_INSTRUCTIONS FOR THE TASK_
Your task is to repeat all of the material exactly.

_DATA TO USE_
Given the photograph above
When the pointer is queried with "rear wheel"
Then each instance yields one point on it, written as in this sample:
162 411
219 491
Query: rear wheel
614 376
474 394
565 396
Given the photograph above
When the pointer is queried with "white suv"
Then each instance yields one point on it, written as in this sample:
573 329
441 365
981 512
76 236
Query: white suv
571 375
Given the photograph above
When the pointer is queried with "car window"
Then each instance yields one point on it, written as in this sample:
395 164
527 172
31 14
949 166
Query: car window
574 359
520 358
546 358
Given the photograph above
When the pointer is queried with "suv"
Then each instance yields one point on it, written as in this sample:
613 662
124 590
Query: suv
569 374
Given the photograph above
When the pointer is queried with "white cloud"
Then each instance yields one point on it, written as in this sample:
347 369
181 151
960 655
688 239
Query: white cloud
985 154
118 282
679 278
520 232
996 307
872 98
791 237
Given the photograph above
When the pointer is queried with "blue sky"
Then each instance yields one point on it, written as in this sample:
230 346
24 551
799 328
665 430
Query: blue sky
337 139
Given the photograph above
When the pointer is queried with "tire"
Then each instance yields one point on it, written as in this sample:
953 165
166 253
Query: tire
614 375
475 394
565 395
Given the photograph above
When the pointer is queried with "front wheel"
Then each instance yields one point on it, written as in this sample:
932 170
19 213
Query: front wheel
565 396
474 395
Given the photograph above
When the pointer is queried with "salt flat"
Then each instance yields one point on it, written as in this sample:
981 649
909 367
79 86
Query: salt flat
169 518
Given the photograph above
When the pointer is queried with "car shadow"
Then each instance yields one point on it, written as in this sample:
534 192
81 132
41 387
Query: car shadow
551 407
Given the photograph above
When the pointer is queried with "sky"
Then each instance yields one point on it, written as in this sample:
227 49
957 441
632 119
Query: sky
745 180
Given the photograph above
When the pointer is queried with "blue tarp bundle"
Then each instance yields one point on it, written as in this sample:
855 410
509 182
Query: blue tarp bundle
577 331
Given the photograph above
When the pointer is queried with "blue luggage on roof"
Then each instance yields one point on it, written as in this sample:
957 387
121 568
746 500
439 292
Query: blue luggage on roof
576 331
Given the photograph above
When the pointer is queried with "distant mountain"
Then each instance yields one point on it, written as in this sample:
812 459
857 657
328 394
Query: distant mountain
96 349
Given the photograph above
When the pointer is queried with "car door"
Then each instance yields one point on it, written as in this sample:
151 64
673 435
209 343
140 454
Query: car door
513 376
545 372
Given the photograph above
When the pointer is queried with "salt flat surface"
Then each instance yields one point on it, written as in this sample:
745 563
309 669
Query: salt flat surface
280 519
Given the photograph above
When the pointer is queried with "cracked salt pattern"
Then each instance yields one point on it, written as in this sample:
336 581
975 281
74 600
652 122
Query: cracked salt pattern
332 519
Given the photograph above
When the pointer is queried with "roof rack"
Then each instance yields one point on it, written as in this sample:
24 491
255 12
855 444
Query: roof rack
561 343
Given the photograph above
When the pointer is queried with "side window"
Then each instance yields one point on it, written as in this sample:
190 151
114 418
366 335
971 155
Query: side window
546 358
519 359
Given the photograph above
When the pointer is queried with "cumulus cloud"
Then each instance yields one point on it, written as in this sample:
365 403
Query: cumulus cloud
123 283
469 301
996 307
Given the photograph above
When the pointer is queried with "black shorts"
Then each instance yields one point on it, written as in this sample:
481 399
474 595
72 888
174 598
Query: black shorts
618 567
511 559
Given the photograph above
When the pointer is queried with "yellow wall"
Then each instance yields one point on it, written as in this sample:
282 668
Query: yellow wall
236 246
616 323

_EXERCISE RESULT_
Given the photograph above
When the pointer is queried with "rear wheel"
Then each instance yields one point on it, written as in this sample:
162 411
219 491
Query: rear wheel
614 376
474 394
565 396
Given the photograph above
When the pointer is queried with "white suv"
Then each instance yields one point on it, written as in this sample:
573 329
441 365
981 512
76 236
Query: white suv
571 375
Given the photograph above
When the pointer is queried with "car window"
Then each instance yields one point on it, written as in this sample:
395 164
527 172
31 14
949 166
Query: car window
574 359
520 358
546 358
Given the photograph above
When the pointer is queried with "suv"
Then each instance yields one point on it, written as in this sample:
613 662
124 590
Query: suv
569 374
Given the photograph above
When the pointer is queried with "white cloud"
Then each instance yields one point on it, written as in this sample:
347 369
181 151
960 655
688 239
Query: white cloud
985 154
118 282
679 278
520 232
996 307
872 98
791 237
Given the photograph above
When the pointer is queried with "blue sky"
Then each instance yields one point on it, written as in this sample:
230 346
24 551
799 328
665 430
Query: blue sky
337 139
Given the photograph above
When the pointer is queried with "tire"
Then each instance yields one point on it, written as in this sample:
953 165
166 253
Query: tire
614 375
475 394
565 395
Given the photograph above
When the pointer is queried with "front wheel"
Then each instance yields one point on it, written as in this sample:
932 170
19 213
Query: front wheel
565 396
474 395
Given the photograph above
When the pointer is queried with "salt flat"
Then each instance yields one point on it, written as in this sample:
981 649
909 367
79 86
Query: salt flat
169 518
Given the photograph above
When the pointer is queried with "car shadow"
Then each instance yields one point on it, written as in this sample:
534 192
81 132
41 387
Query: car shadow
551 407
Given the photograph above
When the pointer is queried with "sky"
Then each instance yields one point on it, written as in this sample:
227 49
957 441
632 119
Query: sky
745 180
Given the photograph above
When the pointer is queried with "blue tarp bundle"
Then each instance yields one point on it, written as in this sample:
855 410
509 182
Query: blue tarp bundle
577 331
Given the photograph above
When the pointer is queried with "blue luggage on roof"
Then each instance yields one point on it, written as in this sample:
957 387
121 568
746 500
439 292
Query: blue luggage on roof
576 331
Given the photograph above
When the pointer is queried with "distant mountain"
Then each instance yields one point on it, written as in this sample:
812 459
857 657
328 394
Query: distant mountain
96 349
Given the photograph above
When the pointer is queried with "car door"
Then each instance yields one point on it, written as in this sample:
151 64
673 435
209 343
140 454
Query: car door
513 376
545 372
Given the photograph above
When the pointer is queried with "salt flat surface"
Then each instance yields one point on it, written as in this sample:
745 563
309 669
Query: salt flat surface
280 519
Given the photograph above
When the pointer is queried with "cracked salt pattern"
Then each instance yields one point on it, written as in this sample:
336 581
975 281
74 600
652 122
Query: cracked salt pattern
332 519
Given the photograph above
When the pointer is queried with "roof rack"
Then each instance yields one point on it, written as in this sample:
24 491
255 12
855 444
Query: roof rack
561 343
Given the photograph above
When the pointer is queried with "side window"
Then each instance yields one point on it, written as in this sample:
190 151
114 418
366 335
971 155
Query: side window
546 358
519 359
Given the photograph above
When the pointer is queried with "cumulus cloud"
Then each instance yields one point on it, written as in this sample:
365 403
Query: cumulus cloud
123 283
469 301
996 307
Given the photograph above
When the pointer is queried with "black shorts"
Then each instance yields one point on it, written as in this sample:
481 399
474 595
72 888
174 598
Query: black shorts
618 567
511 559
Given the photograph above
When the pointer is queried with "yellow wall"
Then each instance yields one point on it, written as in this sample:
282 668
Query: yellow wall
236 246
616 323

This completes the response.